**Written exercise**
Repeat the material exactly, leaving nothing out.
'''
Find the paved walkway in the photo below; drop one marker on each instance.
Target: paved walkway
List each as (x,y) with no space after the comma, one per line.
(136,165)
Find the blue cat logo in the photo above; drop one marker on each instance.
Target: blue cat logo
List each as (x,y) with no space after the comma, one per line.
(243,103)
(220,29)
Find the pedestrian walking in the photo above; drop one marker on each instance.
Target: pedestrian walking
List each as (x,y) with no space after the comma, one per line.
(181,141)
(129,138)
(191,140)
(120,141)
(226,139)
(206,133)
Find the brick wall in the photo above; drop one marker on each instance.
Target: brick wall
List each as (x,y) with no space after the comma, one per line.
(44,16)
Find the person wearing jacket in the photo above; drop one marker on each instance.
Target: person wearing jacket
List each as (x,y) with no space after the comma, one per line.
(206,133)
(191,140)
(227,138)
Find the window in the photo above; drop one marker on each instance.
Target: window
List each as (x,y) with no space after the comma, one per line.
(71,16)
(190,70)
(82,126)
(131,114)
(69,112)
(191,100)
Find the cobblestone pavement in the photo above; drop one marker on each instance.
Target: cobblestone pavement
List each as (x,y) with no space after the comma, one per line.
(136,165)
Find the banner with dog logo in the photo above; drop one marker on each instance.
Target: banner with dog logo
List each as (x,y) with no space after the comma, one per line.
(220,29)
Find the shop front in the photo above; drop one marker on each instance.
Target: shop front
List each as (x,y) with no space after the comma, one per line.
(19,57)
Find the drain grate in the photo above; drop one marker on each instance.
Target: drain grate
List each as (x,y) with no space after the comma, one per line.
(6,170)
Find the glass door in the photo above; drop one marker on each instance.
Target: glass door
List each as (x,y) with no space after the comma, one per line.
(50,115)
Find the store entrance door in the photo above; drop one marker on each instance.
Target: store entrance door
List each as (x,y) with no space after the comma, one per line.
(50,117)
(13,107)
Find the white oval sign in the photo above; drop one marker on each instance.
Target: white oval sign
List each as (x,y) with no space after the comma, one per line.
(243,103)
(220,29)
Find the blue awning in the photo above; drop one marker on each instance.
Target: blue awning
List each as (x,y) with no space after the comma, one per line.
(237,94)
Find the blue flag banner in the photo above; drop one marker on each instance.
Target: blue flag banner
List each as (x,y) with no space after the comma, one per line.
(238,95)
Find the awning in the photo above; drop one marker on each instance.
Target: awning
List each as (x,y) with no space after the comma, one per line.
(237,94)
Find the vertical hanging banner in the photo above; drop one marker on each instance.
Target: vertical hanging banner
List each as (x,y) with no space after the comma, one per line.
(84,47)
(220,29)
'''
**The output**
Find the paved walkway in the photo below; drop one marker on each instance.
Target: paved walkway
List each as (x,y) with no space after the comma, one per line.
(136,165)
Find the blue cat logo in the photo above; drop one marker on each instance.
Target: blue cat logo
List each as (x,y) with no space after the comma, one per line.
(243,103)
(220,29)
Find the pedestrian walking in the photo above; drop one marker on each instance.
Target: pedestrian walking
List each as (x,y) with no space after the comma, one per line.
(181,141)
(129,138)
(191,140)
(120,141)
(226,139)
(206,133)
Find the brick wall in the photo above; drop one marker on each instance.
Target: brick wall
List each as (x,y) with no space after the comma, one per line.
(44,16)
Find the person wearing jacket in the photo above; drop one marker on each instance.
Target: person wearing jacket
List each as (x,y) with no space after the comma, one per line.
(206,133)
(191,140)
(227,138)
Find the window in the photo above; drop one marker on each instance.
Target: window
List each as (x,y) with no space after the comma, one per line.
(71,16)
(190,70)
(82,126)
(131,114)
(69,112)
(191,100)
Find the cobblestone pavement in the photo above; drop one marker on each instance.
Target: cobblestone pavement
List each as (x,y) with no space after the comma, one per line.
(136,165)
Find the banner with dog logo in the photo above; drop one marker on each instance.
Target: banner with dog logo
List each as (x,y) with no space after the comma, one per line.
(220,29)
Find the shop front in the photo above; drop one marker on each instance.
Target: shop front
List each as (x,y) with no space after the comma, one per line.
(19,57)
Find the drain grate in the photo above; drop one marker on each instance.
Target: drain grate
List each as (x,y) with no space after the comma, one per line.
(6,170)
Find the glass door in the photo above; drop one marker on each instance.
Target: glass door
List each as (x,y) with no space after the comma, one per line.
(50,115)
Find the store entrance door in the photo above; drop one marker on each instance.
Target: store entrance door
List each as (x,y) with no space after the comma, one per line.
(50,117)
(13,107)
Find the white oval sign in the photo above; drop one marker on each instance.
Target: white oval sign
List each as (x,y) with no space after the comma, one per line.
(243,103)
(220,29)
Find the blue awning in the photo above; drop one marker on each instance.
Target: blue awning
List each as (x,y) with no space after the comma, one per line.
(237,94)
Find the blue flag banner in the photo above; drop one marker on each instance.
Target: blue flag banner
List each as (x,y) with no space after the comma, one per line.
(238,95)
Find the awning in the photo above; drop one marker on each instance.
Target: awning
List each as (x,y) with no space after the comma, one per line.
(237,94)
Find the vertical hanging banner in the photo above; drop one marker on each instance.
Target: vertical hanging banner
List each as (x,y) with no space after the comma, one per line.
(84,47)
(220,29)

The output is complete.